[Written instruction] Pull out every line of the items below that contains the word "white", matching case exactly.

[Given data]
──────────────────────────────
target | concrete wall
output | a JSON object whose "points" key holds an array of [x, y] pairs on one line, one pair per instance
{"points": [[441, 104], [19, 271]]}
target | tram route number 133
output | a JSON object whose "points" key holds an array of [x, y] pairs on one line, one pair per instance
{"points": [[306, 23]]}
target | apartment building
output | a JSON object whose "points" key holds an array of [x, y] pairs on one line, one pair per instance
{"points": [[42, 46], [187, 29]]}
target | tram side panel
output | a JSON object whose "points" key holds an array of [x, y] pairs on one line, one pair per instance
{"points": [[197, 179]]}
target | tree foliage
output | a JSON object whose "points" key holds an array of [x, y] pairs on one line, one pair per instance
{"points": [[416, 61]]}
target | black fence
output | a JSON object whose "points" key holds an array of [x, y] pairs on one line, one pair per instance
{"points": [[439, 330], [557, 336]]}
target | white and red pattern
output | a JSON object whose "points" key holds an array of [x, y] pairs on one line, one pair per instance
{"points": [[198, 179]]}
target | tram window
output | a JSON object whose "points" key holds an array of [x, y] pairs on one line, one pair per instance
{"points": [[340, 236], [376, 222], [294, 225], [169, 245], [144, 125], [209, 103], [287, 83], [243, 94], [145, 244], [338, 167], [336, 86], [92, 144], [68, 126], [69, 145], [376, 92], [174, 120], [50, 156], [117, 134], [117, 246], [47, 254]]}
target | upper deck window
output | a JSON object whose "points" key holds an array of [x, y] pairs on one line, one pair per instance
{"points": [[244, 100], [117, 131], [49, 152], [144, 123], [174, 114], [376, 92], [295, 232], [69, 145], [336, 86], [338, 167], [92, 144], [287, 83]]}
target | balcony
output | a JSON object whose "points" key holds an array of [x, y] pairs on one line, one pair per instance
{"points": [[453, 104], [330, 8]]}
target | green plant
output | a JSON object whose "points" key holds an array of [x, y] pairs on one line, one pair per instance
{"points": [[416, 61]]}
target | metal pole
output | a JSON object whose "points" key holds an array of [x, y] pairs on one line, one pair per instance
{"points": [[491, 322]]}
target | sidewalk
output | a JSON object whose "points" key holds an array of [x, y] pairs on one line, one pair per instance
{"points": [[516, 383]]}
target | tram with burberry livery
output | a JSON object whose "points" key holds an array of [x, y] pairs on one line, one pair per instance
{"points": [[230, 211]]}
──────────────────────────────
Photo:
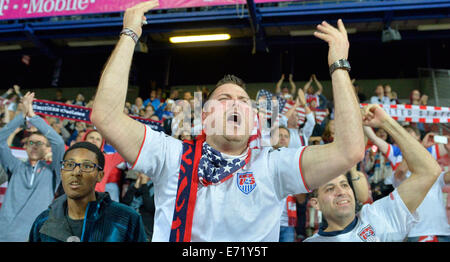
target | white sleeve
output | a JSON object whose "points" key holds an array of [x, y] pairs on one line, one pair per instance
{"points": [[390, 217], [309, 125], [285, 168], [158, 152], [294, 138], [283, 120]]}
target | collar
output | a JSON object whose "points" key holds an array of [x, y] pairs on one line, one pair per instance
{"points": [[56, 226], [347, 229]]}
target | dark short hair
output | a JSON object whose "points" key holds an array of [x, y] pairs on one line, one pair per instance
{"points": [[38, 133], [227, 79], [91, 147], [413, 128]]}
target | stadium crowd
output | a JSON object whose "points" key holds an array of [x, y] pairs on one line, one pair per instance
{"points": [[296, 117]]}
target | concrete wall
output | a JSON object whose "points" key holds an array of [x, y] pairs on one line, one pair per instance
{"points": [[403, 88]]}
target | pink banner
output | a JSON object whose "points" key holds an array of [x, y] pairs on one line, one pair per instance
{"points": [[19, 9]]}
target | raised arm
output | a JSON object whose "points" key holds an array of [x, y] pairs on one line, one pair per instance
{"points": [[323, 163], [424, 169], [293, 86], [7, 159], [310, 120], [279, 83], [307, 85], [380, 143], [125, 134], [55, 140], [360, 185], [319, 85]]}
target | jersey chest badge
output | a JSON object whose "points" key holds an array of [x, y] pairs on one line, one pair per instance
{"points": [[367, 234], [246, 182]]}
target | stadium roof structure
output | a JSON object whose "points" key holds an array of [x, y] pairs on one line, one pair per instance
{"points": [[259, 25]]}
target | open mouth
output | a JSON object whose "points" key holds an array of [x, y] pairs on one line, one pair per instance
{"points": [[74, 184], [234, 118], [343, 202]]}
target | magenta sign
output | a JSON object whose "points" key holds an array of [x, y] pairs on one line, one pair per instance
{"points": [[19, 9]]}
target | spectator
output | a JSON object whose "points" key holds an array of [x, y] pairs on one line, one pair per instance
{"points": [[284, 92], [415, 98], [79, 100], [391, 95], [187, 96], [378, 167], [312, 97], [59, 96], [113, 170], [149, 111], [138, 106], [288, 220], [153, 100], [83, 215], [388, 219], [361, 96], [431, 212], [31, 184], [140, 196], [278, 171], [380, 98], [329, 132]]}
──────────────────────────────
[Full output]
target | white and red pattern
target | white sleeve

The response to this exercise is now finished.